Entries on locating named things
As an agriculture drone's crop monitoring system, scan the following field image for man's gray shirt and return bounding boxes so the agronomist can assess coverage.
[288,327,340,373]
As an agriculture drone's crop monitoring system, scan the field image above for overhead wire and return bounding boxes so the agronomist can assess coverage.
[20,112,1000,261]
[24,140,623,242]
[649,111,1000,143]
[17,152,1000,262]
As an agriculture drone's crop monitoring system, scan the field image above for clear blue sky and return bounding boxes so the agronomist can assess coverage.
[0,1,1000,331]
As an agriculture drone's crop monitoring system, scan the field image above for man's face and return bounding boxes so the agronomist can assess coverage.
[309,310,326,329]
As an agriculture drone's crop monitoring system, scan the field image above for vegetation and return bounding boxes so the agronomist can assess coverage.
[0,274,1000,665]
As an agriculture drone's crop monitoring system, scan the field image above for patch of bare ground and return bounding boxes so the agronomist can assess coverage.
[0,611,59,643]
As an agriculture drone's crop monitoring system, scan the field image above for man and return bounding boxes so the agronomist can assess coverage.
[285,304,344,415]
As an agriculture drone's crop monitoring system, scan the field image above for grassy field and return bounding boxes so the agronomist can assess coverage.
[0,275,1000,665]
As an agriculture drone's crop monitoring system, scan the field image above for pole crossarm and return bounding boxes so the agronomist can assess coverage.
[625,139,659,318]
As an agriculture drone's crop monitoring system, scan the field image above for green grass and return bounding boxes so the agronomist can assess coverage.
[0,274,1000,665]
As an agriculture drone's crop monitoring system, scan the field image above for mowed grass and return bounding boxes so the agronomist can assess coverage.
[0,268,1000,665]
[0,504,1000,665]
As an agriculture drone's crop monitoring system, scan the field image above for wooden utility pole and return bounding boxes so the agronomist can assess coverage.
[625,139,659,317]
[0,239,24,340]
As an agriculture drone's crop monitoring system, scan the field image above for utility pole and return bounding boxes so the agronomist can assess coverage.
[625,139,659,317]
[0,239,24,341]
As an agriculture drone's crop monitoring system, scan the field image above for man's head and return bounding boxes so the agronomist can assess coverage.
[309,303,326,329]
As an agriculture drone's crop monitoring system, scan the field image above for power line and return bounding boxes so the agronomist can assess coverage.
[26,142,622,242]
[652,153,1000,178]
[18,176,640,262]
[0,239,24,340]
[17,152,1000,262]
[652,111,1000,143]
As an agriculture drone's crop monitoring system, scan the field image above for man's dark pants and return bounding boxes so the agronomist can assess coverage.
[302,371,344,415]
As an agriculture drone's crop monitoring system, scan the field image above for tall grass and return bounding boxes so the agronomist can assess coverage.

Goal:
Update the items starting at the line that has "for man and" and stopping after the line that has "[0,275,1000,665]" by changing "agronomist" to "farm manager". Give back only those lines, with nothing else altered.

Final result:
As an agriculture drone's crop monitoring system, scan the field image above for man and return bounding boxes so the farm manager can assess coverage.
[285,304,344,415]
As an agriculture drone's crop monitoring system, scan the field image above for grassy field and return bounding boxes so the farm manager can assess coverage.
[0,275,1000,665]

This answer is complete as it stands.